- Task brief: Under this line are the records; repeat exactly the lines starting at the one containing "# place a dot on each instance of the climber" and ending at the one containing "# place a dot on each instance of the outdoor", omitting pictures.

- Data extracts:
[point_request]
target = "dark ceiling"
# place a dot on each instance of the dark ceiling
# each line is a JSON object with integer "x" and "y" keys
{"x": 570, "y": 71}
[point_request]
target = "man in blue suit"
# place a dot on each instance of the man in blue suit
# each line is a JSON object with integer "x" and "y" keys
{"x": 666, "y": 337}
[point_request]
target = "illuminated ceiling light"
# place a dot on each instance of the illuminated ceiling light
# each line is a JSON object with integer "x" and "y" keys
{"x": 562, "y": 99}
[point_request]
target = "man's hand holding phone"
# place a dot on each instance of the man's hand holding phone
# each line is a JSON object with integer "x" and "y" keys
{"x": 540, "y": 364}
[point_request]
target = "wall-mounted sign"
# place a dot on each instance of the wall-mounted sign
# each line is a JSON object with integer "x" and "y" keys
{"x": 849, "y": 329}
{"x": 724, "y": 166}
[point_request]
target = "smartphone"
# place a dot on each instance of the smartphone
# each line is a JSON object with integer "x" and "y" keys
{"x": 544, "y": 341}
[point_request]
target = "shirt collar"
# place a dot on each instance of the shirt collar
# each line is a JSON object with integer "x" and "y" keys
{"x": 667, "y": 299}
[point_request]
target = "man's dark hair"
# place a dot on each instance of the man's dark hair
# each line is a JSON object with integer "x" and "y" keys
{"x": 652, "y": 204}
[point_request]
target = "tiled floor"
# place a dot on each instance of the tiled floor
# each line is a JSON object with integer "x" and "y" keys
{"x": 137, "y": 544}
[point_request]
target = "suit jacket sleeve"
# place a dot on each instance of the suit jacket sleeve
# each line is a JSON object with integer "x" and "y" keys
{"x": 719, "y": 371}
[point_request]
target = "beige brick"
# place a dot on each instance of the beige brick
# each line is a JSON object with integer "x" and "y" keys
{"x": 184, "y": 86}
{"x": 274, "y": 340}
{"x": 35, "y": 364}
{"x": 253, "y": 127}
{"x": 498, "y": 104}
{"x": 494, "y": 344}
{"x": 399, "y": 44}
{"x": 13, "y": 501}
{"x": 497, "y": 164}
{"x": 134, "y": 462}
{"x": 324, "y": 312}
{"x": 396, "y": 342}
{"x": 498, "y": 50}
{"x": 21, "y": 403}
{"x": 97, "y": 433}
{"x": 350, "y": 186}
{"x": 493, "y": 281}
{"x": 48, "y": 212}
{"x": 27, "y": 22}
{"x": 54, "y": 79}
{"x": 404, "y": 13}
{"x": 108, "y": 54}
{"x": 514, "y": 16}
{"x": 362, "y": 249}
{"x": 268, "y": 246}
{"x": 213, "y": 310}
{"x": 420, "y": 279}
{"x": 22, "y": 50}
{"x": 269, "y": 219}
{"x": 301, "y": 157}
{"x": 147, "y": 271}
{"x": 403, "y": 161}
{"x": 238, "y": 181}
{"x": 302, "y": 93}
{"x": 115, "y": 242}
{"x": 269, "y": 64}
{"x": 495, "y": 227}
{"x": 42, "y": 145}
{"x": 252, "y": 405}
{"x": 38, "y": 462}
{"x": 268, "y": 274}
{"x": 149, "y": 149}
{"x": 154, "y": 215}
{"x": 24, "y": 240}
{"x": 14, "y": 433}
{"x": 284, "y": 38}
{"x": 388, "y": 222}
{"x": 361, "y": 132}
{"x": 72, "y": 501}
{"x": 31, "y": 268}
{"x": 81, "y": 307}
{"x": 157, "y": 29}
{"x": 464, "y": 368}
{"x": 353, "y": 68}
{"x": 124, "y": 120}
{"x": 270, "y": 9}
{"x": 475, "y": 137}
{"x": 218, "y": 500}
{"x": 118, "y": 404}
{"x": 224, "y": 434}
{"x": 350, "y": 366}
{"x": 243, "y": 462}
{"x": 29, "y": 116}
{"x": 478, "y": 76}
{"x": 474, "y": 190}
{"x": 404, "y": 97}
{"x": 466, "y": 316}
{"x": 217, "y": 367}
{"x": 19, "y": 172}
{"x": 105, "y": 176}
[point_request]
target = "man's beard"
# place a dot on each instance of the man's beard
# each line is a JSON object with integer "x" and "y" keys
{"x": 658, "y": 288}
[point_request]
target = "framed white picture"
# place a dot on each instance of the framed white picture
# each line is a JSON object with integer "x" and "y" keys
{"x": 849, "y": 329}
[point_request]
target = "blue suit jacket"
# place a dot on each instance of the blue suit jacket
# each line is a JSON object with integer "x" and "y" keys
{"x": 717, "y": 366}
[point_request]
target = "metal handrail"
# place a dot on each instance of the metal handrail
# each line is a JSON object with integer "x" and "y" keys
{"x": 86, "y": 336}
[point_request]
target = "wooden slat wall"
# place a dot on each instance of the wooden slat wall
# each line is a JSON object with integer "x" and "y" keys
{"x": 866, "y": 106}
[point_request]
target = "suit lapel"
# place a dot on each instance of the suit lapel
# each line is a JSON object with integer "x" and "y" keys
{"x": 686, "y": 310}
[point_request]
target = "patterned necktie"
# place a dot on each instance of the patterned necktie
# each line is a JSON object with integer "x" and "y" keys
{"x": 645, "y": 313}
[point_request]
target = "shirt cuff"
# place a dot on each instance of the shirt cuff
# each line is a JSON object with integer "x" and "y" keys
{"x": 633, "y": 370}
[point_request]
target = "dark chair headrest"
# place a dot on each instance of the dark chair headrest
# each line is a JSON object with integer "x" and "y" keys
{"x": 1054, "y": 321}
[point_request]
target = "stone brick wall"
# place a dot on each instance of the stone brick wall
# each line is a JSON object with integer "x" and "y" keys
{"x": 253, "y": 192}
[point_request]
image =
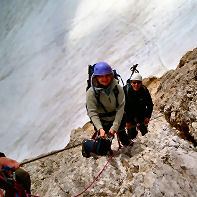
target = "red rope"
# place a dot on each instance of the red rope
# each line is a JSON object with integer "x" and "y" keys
{"x": 29, "y": 195}
{"x": 132, "y": 141}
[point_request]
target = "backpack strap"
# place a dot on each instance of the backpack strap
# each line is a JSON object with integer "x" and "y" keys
{"x": 97, "y": 96}
{"x": 116, "y": 92}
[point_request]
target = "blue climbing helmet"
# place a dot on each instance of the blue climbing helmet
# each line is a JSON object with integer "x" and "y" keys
{"x": 102, "y": 68}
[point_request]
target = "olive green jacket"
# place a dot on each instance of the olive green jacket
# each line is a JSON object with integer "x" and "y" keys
{"x": 108, "y": 99}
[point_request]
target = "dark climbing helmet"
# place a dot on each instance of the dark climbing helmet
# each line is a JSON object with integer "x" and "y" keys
{"x": 102, "y": 68}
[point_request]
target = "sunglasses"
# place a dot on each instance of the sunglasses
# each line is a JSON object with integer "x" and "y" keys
{"x": 136, "y": 82}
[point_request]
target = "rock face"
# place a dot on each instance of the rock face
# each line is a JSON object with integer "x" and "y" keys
{"x": 159, "y": 164}
{"x": 177, "y": 95}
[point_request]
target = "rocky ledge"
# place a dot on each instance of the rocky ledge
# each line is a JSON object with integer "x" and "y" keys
{"x": 161, "y": 163}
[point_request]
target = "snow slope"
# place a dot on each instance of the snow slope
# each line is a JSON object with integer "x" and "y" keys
{"x": 45, "y": 47}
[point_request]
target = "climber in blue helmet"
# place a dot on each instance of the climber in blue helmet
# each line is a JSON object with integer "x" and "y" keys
{"x": 105, "y": 102}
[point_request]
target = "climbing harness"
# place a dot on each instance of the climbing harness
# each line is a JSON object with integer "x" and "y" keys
{"x": 111, "y": 157}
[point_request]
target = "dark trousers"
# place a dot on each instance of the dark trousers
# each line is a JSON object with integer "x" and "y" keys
{"x": 138, "y": 122}
{"x": 121, "y": 131}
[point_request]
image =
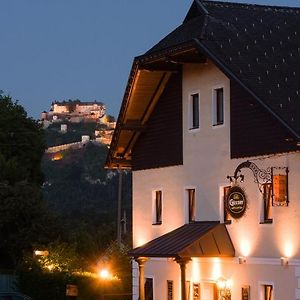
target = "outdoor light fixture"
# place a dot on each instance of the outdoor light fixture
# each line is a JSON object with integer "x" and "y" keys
{"x": 284, "y": 261}
{"x": 242, "y": 260}
{"x": 224, "y": 289}
{"x": 104, "y": 274}
{"x": 41, "y": 253}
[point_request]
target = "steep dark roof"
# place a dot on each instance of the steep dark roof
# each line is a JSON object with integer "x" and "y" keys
{"x": 194, "y": 239}
{"x": 257, "y": 45}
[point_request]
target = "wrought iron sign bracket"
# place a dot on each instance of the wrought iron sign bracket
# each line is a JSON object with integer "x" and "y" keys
{"x": 260, "y": 176}
{"x": 266, "y": 176}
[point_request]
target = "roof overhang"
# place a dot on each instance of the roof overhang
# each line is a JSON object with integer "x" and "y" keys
{"x": 147, "y": 81}
{"x": 198, "y": 239}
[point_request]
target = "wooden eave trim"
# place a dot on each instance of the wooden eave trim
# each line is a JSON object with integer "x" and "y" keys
{"x": 157, "y": 93}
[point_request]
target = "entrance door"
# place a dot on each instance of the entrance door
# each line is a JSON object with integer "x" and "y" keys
{"x": 209, "y": 291}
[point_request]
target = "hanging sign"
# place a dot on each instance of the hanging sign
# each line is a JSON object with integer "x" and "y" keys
{"x": 279, "y": 190}
{"x": 245, "y": 292}
{"x": 236, "y": 202}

- Result of the task:
# place a dot on each instance of the climber in blue helmet
# each line is a JSON object with integer "x" and "y" keys
{"x": 105, "y": 102}
[point_request]
target = "climbing harness"
# place a dot on each instance of the climbing harness
# each line is a JSON object with integer "x" and "y" keys
{"x": 111, "y": 157}
[point_request]
target = "dark trousers"
# place a dot on each instance of the dark trousers
# each line is a JSON object with integer "x" and "y" keys
{"x": 138, "y": 122}
{"x": 121, "y": 131}
[point_request]
image =
target = "outdoor light fixture"
# place a dot on each instance of the outdoor light fixture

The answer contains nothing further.